→ **EXERCISE AIM**: Arrange each line of the material below as a Markdown table with the columns No. and Line. Number the rows and skip any blank lines.

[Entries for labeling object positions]
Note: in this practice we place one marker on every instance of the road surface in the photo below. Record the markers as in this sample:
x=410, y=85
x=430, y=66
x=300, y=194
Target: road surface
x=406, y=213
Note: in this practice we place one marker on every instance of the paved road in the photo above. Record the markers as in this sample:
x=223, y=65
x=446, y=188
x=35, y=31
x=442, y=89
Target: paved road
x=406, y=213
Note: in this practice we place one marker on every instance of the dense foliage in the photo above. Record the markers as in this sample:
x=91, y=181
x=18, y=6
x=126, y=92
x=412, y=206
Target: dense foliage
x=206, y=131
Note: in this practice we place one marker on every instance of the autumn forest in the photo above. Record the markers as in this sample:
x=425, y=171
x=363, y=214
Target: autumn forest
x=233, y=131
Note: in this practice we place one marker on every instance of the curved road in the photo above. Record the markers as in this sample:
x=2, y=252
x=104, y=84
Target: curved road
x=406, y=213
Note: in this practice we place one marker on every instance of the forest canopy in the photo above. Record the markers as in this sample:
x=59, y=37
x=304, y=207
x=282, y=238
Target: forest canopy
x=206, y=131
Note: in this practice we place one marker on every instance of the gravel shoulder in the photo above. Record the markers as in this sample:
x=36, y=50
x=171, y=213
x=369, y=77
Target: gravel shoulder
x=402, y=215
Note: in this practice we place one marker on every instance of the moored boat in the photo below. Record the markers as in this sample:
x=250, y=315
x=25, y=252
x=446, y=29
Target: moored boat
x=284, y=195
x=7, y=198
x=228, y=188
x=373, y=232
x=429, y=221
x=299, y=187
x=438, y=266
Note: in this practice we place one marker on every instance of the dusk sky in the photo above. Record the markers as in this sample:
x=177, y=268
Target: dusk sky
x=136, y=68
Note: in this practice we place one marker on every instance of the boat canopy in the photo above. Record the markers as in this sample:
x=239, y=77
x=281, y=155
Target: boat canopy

→ **RIGHT ANSWER**:
| No. | Line |
|---|---|
| 1 | Note: in this practice we place one marker on every instance of the road surface in the photo below. Record the markers as in this sample: |
| 2 | x=410, y=85 |
| 3 | x=430, y=66 |
| 4 | x=300, y=194 |
| 5 | Target: road surface |
| 6 | x=406, y=213 |
| 7 | Note: in this practice we place one marker on every instance of the paved road in the photo above. Record the markers as in this sample: |
| 8 | x=223, y=65 |
| 9 | x=446, y=188 |
| 10 | x=35, y=31 |
| 11 | x=442, y=89 |
| 12 | Target: paved road |
| 13 | x=406, y=213 |
| 14 | Note: in this practice we place one marker on every instance of the dense foliage in the photo above. Record the markers as in this sample: |
| 15 | x=91, y=181 |
| 16 | x=18, y=6 |
| 17 | x=126, y=92 |
| 18 | x=412, y=206 |
| 19 | Target: dense foliage |
| 20 | x=206, y=131 |
| 21 | Note: in this practice we place one marker on every instance of the autumn forest in the photo above. Record the markers as in this sample: |
| 22 | x=425, y=171 |
| 23 | x=363, y=214 |
| 24 | Target: autumn forest |
| 25 | x=233, y=131 |
| 26 | Note: in this practice we place one marker on every instance of the curved road in the photo above. Record the markers as in this sample: |
| 27 | x=2, y=252 |
| 28 | x=104, y=84 |
| 29 | Target: curved road |
| 30 | x=406, y=213 |
| 31 | Note: in this practice we place one marker on every instance of the forest canopy in the photo above. Record the markers as in this sample: |
| 32 | x=59, y=37 |
| 33 | x=304, y=207 |
| 34 | x=282, y=238 |
| 35 | Target: forest canopy |
| 36 | x=206, y=131 |
| 37 | Note: in this practice we place one marker on every instance of the gravel shoulder in the photo above. Record the markers as in this sample: |
| 38 | x=36, y=50 |
| 39 | x=171, y=213 |
| 40 | x=369, y=77 |
| 41 | Target: gravel shoulder |
| 42 | x=402, y=215 |
| 43 | Note: in this practice we place one marker on every instance of the moored boat in the photo below. Record the markers as in this sample: |
| 44 | x=250, y=315 |
| 45 | x=25, y=252 |
| 46 | x=446, y=29 |
| 47 | Target: moored boat |
| 48 | x=284, y=195 |
| 49 | x=7, y=198 |
| 50 | x=228, y=188 |
| 51 | x=373, y=232 |
| 52 | x=429, y=221 |
| 53 | x=299, y=187 |
| 54 | x=438, y=266 |
| 55 | Note: in this practice we place one marker on every instance of the dusk sky in the photo above. Record the markers as in this sample: |
| 56 | x=177, y=268 |
| 57 | Target: dusk sky |
| 58 | x=136, y=68 |
| 59 | Note: in this practice we place one marker on every instance of the boat canopy in the photo above. Record the markers as in this sample: |
| 60 | x=239, y=77 |
| 61 | x=281, y=155 |
| 62 | Target: boat canopy |